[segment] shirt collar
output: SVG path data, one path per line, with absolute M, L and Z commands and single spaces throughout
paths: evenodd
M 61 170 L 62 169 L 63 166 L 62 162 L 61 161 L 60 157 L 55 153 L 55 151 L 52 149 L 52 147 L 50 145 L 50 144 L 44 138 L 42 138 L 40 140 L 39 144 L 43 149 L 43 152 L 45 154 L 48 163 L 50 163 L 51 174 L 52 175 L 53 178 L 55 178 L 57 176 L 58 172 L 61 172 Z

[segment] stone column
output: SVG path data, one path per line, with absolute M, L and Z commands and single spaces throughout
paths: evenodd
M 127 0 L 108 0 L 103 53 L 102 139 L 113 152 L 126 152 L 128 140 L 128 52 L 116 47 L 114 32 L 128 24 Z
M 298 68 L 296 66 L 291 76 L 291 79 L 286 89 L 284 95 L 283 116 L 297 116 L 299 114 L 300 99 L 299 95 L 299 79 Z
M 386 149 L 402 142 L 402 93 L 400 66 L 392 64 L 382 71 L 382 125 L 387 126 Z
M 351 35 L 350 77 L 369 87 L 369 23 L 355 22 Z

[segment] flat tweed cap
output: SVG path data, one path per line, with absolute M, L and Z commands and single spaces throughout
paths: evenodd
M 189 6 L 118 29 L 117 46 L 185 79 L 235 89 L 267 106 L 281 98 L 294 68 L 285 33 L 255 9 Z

☆ ☆ ☆ ☆

[Instruction]:
Render every line of the rows above as one continuous numbered list, omitting the blank lines.

[The reply]:
1. [segment] shirt collar
2. output: SVG path data, one path per line, with absolute M, L and Z commands and single spaces throughout
3. paths: evenodd
4. M 61 170 L 62 169 L 63 166 L 62 162 L 61 161 L 60 157 L 55 153 L 55 151 L 52 149 L 52 147 L 50 145 L 50 144 L 44 138 L 42 138 L 40 140 L 39 144 L 43 149 L 43 152 L 45 154 L 48 163 L 50 163 L 51 174 L 52 175 L 53 178 L 55 178 L 57 176 L 58 172 L 61 172 Z
5. [segment] stone column
6. output: SVG path data, one path per line, with absolute M, L and Z commands and single spaces throughout
7. paths: evenodd
8. M 127 0 L 108 0 L 103 53 L 102 139 L 113 152 L 126 152 L 128 140 L 128 52 L 116 47 L 114 32 L 128 24 Z
9. M 298 68 L 296 66 L 291 76 L 291 79 L 286 89 L 284 95 L 283 116 L 297 116 L 299 114 L 300 99 L 299 95 L 299 79 Z
10. M 386 149 L 402 142 L 402 93 L 400 66 L 392 64 L 382 71 L 382 125 L 387 126 Z
11. M 351 35 L 350 77 L 369 87 L 369 23 L 355 22 Z
12. [segment] flat tweed cap
13. output: SVG path data, one path per line, with absolute M, L and Z commands and single spaces throughout
14. paths: evenodd
15. M 189 6 L 118 29 L 117 46 L 185 79 L 235 89 L 267 106 L 281 98 L 294 68 L 285 33 L 255 9 Z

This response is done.